» EXTRACT:
— START —
Tracy Morgan stopped by the club.
I said, “Want to go on up?”
He said, “I got nothing. I got nothing… Ahh, whatever. I’ll go up. I’M TRACY MORGAN!”
He went up for 20 minutes just spewing jokes nonstop. Everyone was laughing.
He had this raw energy. He was shouting and laughing. And making faces. It was like there was no filter between his brain and the audience.
“Your parents had sex and your parents had sex and your parents had sex… We’re all here because your dad put his…”
And so on.
Just the way he said it. BOOM!
He said to me afterwards in the bar, “Just say what’s on your mind. You got troubles? Talk about it. That’s what they want to hear.”
Then he started making a lot of jokes about sex. Everyone around him was laughing while he simulated screwing his chair.
The only way to get better is to constantly experiment.
Not the 10,000-hour rule. I now think that’s BS.
The 10,000-experiment rule!
I performed immediately after Tracy Morgan came on the stage.
It was scary. The audience was wound up. We just saw Tracy Morgan!
I was scared. “What am I going to do?” I said to someone. There’s never any answer to that but I always ask it.
I took the microphone from Tracy. People started to get quiet.
If I had this choice: perform BEFORE or perform AFTER, I would only choose AFTER.
I have to choose AFTER.
Else, I fall into the 10,000-hour trap.
Stay in your comfort zone for 10,000 hours and you might get good.
An experiment means: Try something that everyone else is afraid to try. Try to learn what happens on the other side of “You CAN’T/shouldn’t do that!”
Then you are the only person on the other side of Can’t. That is success.
Each experiment let’s you skip part of the 10,000 hours.
I know this because I’ve done it. You can fail on 10,000 experiments but then suddenly you’re Thomas Edison.
That’s why years of invisible work seem like overnight successes.
I used to cry after failing. Sometimes I still do. It’s so painful. I always feel like giving up. But maybe the one thing I learned is to keep the experiments small. Tomorrow is always another day. A new experiment. @jaltucher (Click to Tweet!)
With comedy, I’ve performed right after many great comedians:
Bill Burr, TJ Miller, Judah Friedlander, many, many more. And now Tracy Morgan.
I had to go to the bathroom really badly.
I felt like I was going to shit my pants. I was thinking of making a joke about that but wasn’t sure. What if it was dumb?
I looked it up on Google trends. The phrase “I shit my pants” is popular in Pennsylvania. Why?
And the most commonly searched phrase right after “I shit my pants” is “I hate myself.”
That seems funny but I had no punchline for it. It’s a funny premise. Also, apparently nobody in Oregon shits their pants. I don’t know why.
Why are so many people unhappy?
When you go on stage the lights are bright so it’s hard to see the audience. Which makes it harder to connect with them. You have to look them in the eyes.
That was another hard experiment for me. I don’t like to look at people in the eyes.
Here’s an experiment I did the other day:
I took “50 Shades of Grey” and replaced every single word with a synonym .
— END —
» SUPPLIED RECORDS:
— START —
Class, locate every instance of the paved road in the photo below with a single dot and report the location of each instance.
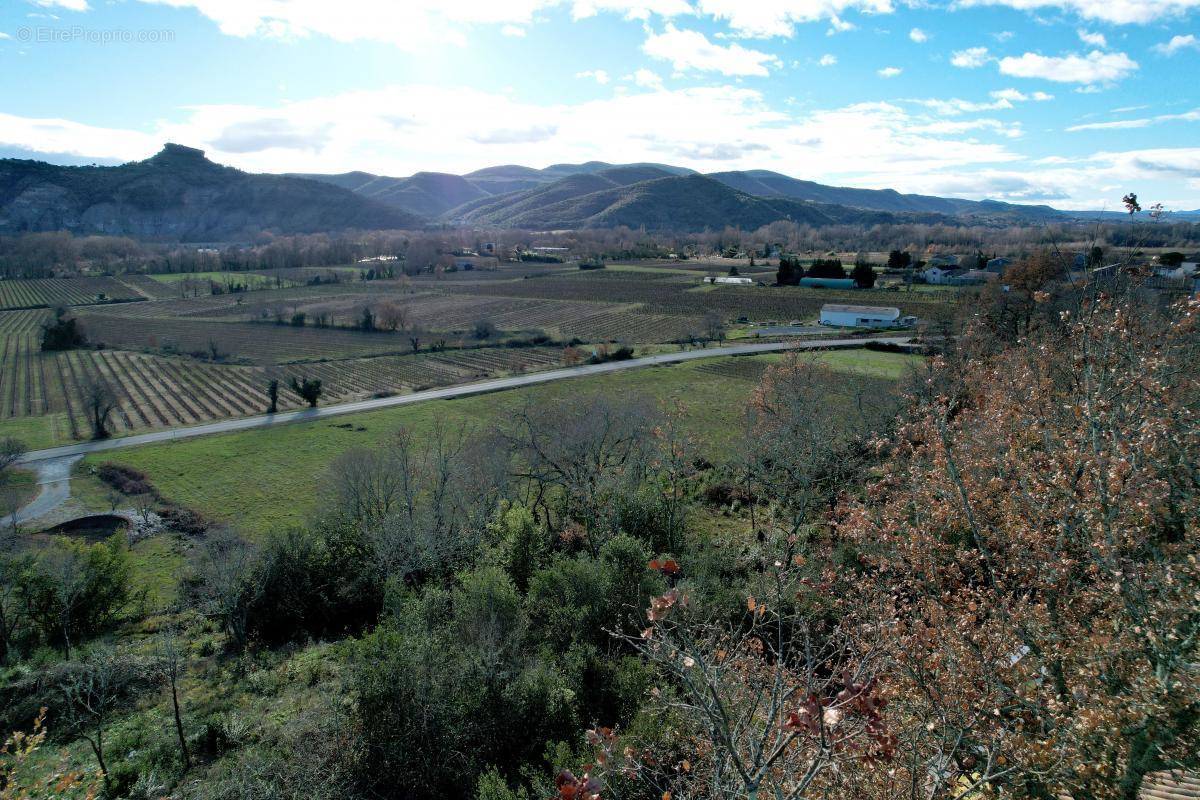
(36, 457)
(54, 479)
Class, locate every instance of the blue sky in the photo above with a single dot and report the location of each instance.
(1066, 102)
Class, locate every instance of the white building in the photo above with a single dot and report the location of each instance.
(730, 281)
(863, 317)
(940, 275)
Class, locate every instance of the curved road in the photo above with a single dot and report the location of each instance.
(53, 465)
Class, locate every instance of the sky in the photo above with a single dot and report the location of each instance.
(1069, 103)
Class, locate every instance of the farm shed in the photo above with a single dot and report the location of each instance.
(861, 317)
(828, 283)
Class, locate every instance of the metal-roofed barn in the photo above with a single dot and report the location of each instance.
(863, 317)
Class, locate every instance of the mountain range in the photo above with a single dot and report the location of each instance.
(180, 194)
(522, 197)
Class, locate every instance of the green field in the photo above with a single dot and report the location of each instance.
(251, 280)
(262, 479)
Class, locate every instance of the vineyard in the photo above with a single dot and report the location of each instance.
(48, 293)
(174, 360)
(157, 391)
— END —
— START —
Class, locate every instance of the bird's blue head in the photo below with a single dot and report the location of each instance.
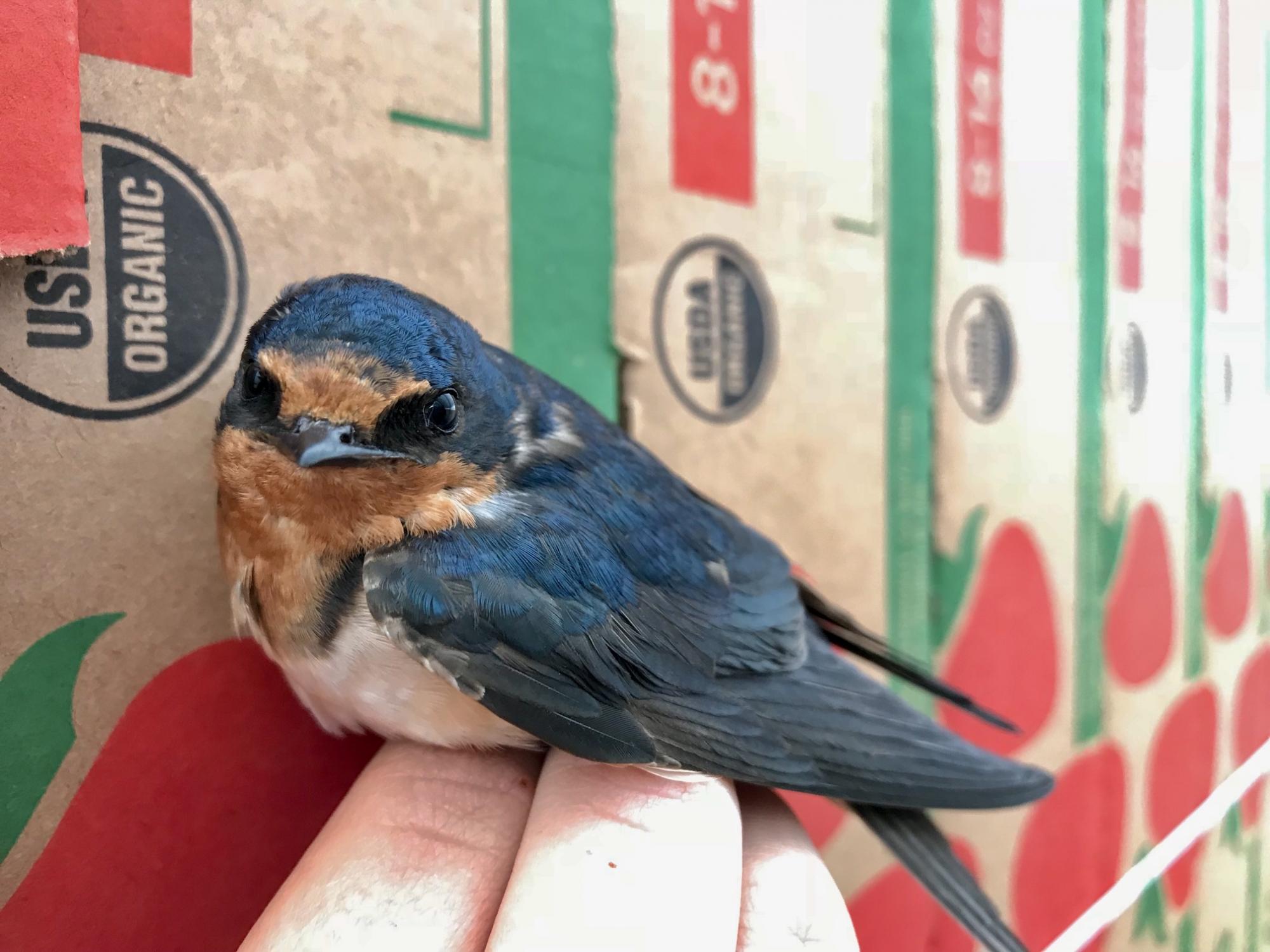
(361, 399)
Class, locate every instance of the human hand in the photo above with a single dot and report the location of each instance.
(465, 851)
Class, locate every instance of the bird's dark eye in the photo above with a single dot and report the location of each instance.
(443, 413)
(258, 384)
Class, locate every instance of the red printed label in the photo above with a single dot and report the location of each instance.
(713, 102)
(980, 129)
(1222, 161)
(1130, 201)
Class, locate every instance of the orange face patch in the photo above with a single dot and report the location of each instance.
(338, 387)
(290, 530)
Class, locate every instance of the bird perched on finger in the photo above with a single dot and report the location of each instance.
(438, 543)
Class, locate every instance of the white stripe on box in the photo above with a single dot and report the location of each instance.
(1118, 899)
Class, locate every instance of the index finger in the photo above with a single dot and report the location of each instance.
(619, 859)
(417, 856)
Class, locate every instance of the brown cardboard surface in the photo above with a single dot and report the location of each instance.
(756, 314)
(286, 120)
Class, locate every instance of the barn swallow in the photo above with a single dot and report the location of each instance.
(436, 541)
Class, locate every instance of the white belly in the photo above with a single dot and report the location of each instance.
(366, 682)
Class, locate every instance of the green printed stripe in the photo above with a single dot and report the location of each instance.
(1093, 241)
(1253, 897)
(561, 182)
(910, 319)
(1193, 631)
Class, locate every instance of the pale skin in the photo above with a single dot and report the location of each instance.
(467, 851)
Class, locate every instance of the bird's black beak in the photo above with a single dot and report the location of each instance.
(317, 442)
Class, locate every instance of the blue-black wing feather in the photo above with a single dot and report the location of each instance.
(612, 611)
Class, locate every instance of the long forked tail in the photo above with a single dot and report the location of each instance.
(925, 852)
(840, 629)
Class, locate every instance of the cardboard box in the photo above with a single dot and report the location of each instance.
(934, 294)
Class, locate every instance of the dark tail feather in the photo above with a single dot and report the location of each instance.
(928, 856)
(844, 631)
— END —
» WHAT YOU NEED TO DO:
• a. Please condense the paragraph beginning "When you go on stage" in the piece about performing after Tracy Morgan into one shorter sentence that keeps its main facts.
• b. Write what comes next in the piece about performing after Tracy Morgan, picking up after its final sentence.

» FINAL ANSWERS:
• a. Bright stage lights make the audience hard to see and so harder to connect with, which means you have to look them in the eyes.

• b.
For instance, “She hurried from her tests” became “Jackie rushed after her exams.”
I used Fiverr to get a cover, uploaded the book to Amazon, and hit “Publish.” It’s a published book now.
More on that experiment later.
With standup comedy there are many ways to experiment:
- Perform after someone really good. The audience starts off not liking you. Win them over.
- Do the “check spot” — the spot when the checks are being handed out and everyone is talking. You get really good at learning how to dominate a distracted audience.
- Host. Which means you do six mini-sets. You get really good at reading the energy of a room and bringing it back up.
- Go up first. Because the crowd is not fully warmed up yet. Children laugh 300 times a day. Adults laugh only five times a day. If they are not warmed up, they still don’t remember how to laugh.
- Go up last. Because the crowd is tired and drunk.
- Do 100% crowd work. Because you have to be really sharp and in the moment. “You’re from Buffalo and you install floors?” And then you have to make a joke out of that. 100 times in a row.
- Do 20% new material every set. Most comedians never do new material and do the same jokes for years.
- Act out the joke. Voices are funny.
- Make jokes that will make them hate you. Practice dealing with either silence or hecklers. Silence is the cruel beast of standup comedy.
- Tell a true five-minute story about your life. Because it forces you to find, in real time, the funny in your story.
This is proof that DOING is better than THINKING. You can only work out those jokes with 100 strange eyes staring at you and doubting you.
And other ways. I don’t know. I am the student. I am just doing experiments.
Each experiment changes me. I get home and write down what I learned.
I skip more hours.
I did standup comedy on a subway car once. That was a hard experiment.
But it forced me to get quickly to the punchline. No extra words.
And it forced me to deal with 20 strangers hating me.
Tracy Morgan was simulating having sex with his chair later in the bar. He pointed to my wife. “She gets it!”
After Tracy Morgan was onstage, people lost their minds. It was Tracy Morgan.
Then this weird looking guy comes up on stage. Crazy hair. Glasses. Sweating.
Tracy shakes his hand and walks down the steps. The crowd is cheering. Not for the new guy. For Tracy. They’re already missing him!
The weird looking guy, 10 months older than Tracey Morgan but a beginner still after four years, blinks into the bright lights.
The people stop cheering for Tracy and begin staring at the guy on the stage.
I look at them and have only one thought.
One day I hope my kids love me.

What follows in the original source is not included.